Selected extract =>
The best way to activate that is to breathe deeply. Here’s what I do: inhale on a four count, hold at the top for a four count, exhale on four counts, and hold at the bottom for four counts.

On joy conditioning.

Lauren: I just love “worrying well” and “joy conditioning.” It can feel really daunting to be like, I’m anxious, I’m depressed—where do I even begin? But you make it very practical in your book.

Wendy: Yeah, joy conditioning is my favorite nerdy tool for how to worry well. I’m proud of this one—it originated in my career-long study of how memory works. We have different memory systems in our brain, and we have one specialized for negative emotions centered on a structure called the amygdala. And what the amygdala does for us is called “fear conditioning.” So for example, when I lived in Washington, D.C., my apartment was burgled. I walked around the corner on a Sunday afternoon coming home, and the door was open. I can still picture it—you could see the crowbar marks. And for the rest of the time I lived there, every time I came around that same corner, I would have this memory—that is, fear conditioning. It’s a protective kind of anxiety. It’s like, Be careful, because this could happen.

“The thing about those kinds of memories is the more you bring them up, the stronger that episode becomes, including those good feelings of joy or happiness.”

We carry around all this fear conditioning. But I thought, How come we don’t have [something similar] for when something good happens? We don’t, but because I know how that kind of memory works, I came up with this tool called “joy conditioning.” Here’s how it works: all you have to do is think about one of the happiest, most joyful, funniest memories of your life. First of all, this should make you realize, Oh, I never think about my joyous memories. How come I don’t do that?

Tasks to complete =>
1. In the interview excerpt on joy conditioning, which brain structure is the memory system for negative emotions centered on?
2. Reproduce the stretch of the interview excerpt from "The best way" through "for four counts.".

Provided material =>
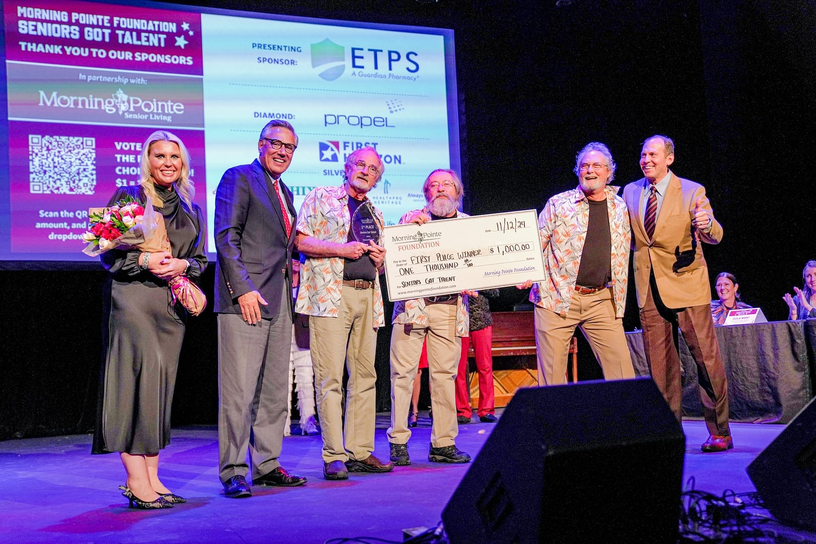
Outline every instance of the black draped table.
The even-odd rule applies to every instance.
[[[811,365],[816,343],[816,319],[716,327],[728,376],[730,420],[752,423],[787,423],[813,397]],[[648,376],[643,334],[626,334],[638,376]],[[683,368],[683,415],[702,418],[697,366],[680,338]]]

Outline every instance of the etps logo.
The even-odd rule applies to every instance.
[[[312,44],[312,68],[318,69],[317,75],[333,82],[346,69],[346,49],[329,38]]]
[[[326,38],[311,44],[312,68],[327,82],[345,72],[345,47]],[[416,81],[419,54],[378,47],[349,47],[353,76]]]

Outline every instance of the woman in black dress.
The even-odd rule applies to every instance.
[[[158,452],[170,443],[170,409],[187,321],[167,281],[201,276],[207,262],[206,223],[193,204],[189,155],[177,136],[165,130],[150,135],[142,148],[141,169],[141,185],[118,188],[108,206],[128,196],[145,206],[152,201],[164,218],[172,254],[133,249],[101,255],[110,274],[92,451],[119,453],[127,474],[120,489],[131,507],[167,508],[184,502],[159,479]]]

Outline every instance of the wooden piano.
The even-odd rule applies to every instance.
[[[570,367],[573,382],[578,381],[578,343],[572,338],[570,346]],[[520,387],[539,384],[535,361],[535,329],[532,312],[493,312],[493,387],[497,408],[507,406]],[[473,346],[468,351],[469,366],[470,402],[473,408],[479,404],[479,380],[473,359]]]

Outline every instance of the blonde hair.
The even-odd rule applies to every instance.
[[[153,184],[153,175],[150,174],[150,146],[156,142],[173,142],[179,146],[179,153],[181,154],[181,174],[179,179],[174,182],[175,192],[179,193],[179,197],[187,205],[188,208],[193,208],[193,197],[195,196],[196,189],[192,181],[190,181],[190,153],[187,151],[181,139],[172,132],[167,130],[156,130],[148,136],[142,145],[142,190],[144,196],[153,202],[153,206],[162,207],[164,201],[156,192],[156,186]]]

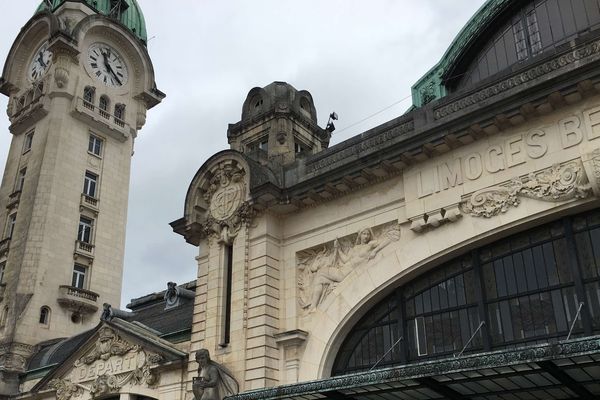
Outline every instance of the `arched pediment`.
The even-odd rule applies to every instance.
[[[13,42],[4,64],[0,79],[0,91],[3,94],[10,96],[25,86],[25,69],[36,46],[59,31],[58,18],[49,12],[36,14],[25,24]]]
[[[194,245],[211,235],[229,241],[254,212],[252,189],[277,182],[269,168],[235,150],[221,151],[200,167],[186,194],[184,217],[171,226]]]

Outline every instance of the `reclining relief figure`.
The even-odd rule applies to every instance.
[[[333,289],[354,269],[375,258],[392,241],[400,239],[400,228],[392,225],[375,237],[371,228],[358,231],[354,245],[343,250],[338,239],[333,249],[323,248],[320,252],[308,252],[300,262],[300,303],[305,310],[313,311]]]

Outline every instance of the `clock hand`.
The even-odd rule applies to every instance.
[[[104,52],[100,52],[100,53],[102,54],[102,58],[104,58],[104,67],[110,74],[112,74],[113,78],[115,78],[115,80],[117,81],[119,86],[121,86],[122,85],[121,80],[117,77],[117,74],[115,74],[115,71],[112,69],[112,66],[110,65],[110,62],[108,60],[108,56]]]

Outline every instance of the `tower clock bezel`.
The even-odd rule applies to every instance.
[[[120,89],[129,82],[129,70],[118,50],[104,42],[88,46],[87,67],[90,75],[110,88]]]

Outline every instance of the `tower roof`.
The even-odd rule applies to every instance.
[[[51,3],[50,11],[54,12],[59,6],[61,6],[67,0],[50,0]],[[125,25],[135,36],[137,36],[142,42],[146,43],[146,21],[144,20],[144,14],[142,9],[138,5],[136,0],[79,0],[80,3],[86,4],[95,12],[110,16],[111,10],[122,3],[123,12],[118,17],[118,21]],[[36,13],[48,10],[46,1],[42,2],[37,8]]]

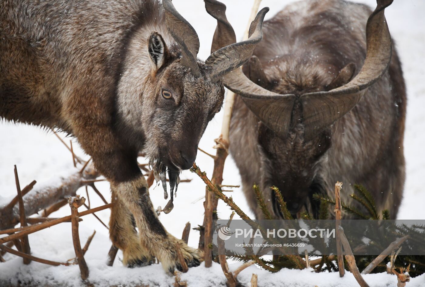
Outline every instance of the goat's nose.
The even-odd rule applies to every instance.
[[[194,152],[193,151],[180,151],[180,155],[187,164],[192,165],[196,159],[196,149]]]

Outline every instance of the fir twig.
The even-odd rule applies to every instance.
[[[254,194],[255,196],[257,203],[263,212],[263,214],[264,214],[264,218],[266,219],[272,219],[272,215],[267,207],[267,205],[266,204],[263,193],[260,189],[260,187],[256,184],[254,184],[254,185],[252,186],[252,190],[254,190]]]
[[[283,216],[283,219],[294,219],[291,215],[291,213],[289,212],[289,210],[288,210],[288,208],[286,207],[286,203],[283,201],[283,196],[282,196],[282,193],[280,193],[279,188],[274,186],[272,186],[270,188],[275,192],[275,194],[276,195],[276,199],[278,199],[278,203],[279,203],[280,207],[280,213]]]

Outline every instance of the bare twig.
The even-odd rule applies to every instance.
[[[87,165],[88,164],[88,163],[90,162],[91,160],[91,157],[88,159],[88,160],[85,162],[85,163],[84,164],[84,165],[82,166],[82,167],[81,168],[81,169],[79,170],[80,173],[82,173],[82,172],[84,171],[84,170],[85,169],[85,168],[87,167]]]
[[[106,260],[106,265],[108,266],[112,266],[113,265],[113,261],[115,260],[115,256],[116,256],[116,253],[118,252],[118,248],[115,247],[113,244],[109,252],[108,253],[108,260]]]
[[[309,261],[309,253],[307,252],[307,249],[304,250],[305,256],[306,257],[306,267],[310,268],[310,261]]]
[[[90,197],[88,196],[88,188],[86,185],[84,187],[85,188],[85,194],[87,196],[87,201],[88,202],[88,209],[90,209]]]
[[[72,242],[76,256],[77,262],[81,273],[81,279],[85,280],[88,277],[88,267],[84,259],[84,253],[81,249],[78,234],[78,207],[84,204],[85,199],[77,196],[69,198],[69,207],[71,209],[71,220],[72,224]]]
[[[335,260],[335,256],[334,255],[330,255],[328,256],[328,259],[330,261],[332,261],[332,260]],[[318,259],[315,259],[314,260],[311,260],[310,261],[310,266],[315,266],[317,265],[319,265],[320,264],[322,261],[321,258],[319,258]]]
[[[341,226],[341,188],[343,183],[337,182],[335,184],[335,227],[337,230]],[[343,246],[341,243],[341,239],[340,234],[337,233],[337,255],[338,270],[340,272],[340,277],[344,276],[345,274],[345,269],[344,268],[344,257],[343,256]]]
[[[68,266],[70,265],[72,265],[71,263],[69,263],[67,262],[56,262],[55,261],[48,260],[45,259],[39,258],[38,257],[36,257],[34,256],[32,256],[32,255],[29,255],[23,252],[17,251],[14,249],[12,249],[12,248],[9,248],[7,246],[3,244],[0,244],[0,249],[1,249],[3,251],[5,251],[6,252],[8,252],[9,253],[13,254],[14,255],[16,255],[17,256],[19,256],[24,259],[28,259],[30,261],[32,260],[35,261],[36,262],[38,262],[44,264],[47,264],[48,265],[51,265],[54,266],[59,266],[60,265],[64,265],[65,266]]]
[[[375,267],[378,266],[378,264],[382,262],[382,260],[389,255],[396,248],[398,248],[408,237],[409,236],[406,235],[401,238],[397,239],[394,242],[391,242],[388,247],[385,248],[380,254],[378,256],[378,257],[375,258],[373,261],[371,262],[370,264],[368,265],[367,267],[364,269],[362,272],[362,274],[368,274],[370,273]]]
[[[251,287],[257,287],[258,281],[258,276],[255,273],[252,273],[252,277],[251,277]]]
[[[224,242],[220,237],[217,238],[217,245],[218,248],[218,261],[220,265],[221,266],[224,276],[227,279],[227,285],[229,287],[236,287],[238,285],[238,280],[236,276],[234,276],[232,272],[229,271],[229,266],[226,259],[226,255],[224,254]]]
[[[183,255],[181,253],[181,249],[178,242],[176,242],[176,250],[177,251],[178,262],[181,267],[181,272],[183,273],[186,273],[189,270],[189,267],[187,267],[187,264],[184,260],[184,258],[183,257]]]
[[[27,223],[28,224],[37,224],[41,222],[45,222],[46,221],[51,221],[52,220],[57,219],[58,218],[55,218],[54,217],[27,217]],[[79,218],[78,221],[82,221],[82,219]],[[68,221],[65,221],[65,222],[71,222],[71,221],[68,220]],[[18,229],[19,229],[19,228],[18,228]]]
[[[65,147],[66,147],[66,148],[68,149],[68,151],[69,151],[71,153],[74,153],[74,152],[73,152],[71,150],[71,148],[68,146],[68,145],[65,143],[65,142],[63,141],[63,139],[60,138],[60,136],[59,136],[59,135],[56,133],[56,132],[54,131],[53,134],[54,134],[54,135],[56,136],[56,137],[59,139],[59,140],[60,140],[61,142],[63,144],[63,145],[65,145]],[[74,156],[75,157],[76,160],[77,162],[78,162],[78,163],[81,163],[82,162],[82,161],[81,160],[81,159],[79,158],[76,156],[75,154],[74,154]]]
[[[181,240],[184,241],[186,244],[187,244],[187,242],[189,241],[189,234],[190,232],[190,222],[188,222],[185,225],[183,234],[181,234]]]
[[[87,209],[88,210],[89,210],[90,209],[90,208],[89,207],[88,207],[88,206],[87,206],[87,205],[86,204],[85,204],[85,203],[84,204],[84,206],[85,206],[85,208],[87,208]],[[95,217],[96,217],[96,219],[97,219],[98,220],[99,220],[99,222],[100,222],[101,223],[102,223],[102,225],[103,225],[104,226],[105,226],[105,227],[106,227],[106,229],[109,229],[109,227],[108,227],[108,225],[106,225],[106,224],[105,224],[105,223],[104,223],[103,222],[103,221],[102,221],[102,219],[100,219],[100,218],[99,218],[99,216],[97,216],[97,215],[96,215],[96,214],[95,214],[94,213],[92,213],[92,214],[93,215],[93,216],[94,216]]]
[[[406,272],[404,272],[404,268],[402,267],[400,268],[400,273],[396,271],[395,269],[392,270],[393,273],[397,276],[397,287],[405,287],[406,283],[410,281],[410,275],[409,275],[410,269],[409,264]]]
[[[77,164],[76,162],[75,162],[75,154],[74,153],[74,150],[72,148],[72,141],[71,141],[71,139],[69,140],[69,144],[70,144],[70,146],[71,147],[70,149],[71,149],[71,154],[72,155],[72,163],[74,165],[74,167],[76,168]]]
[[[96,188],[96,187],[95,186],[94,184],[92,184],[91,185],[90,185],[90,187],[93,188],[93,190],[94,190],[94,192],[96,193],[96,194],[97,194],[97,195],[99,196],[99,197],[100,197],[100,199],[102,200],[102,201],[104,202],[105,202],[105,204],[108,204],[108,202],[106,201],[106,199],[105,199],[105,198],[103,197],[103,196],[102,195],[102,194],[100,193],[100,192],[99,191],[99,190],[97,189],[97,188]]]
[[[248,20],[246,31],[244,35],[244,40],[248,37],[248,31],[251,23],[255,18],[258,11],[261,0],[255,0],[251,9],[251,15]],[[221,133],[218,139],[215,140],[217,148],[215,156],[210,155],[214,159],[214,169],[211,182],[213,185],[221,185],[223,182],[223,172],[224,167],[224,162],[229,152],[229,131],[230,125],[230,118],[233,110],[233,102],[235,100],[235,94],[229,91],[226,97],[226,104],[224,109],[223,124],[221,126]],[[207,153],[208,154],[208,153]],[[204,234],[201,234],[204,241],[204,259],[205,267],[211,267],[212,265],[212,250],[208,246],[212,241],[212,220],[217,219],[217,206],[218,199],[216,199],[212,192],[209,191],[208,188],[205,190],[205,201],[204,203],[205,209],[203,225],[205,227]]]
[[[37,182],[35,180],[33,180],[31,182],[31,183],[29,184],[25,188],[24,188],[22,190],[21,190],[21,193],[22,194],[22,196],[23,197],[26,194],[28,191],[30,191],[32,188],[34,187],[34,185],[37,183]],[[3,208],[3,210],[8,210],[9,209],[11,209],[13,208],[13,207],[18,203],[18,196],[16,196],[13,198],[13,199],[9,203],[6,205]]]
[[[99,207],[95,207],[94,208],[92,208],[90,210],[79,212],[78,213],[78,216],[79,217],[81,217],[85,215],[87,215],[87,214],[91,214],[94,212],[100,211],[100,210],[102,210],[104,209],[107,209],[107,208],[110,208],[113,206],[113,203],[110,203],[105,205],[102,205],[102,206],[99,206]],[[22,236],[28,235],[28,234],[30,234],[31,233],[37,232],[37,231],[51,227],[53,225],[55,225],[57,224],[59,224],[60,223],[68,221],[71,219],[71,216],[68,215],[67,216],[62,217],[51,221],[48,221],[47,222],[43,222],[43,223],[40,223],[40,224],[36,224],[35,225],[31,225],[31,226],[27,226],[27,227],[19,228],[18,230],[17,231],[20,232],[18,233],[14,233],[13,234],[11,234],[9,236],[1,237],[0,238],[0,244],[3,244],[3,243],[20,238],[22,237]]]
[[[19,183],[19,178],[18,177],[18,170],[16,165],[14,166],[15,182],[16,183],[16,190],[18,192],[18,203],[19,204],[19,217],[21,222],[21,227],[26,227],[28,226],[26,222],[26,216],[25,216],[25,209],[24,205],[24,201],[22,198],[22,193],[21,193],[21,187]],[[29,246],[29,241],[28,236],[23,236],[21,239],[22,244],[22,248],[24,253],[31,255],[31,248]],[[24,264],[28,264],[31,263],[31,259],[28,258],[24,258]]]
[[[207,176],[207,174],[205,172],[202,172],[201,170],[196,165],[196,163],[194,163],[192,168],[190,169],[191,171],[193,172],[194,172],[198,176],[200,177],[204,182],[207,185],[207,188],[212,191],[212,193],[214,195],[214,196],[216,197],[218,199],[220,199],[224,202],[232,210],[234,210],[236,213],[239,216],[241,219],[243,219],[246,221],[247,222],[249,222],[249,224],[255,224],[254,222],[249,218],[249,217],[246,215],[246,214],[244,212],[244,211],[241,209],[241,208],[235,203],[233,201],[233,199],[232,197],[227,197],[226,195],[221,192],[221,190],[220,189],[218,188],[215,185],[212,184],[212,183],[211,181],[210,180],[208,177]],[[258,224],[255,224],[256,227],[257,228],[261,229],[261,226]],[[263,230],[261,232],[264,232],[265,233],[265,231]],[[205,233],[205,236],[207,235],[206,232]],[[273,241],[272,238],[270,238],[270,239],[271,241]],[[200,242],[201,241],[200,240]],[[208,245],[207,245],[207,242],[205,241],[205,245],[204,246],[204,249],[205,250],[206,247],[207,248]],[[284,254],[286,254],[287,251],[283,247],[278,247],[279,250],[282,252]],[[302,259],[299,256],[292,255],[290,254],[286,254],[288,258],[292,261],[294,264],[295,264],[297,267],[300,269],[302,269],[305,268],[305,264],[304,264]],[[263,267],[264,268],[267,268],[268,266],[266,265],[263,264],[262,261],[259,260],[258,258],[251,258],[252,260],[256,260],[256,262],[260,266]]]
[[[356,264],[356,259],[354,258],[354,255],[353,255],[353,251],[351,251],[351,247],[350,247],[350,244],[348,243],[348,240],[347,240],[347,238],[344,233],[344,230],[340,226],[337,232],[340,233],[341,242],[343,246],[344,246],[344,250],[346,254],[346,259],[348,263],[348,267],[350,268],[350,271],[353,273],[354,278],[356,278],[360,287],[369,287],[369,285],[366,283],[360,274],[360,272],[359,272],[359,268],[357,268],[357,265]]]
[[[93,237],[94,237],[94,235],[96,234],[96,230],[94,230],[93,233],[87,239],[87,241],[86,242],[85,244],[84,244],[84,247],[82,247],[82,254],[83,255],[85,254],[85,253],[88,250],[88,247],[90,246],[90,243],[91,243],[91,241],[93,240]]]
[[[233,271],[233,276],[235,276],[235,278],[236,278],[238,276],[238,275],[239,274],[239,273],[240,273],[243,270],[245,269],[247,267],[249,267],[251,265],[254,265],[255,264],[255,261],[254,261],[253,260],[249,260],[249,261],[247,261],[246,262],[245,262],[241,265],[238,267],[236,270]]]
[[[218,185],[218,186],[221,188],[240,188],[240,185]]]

Responses per task =>
1. The amygdala

2.
The best way to activate that is to breathe deeply. Here’s what I do: inhale on a four count, hold at the top for a four count, exhale on four counts, and hold at the bottom for four counts.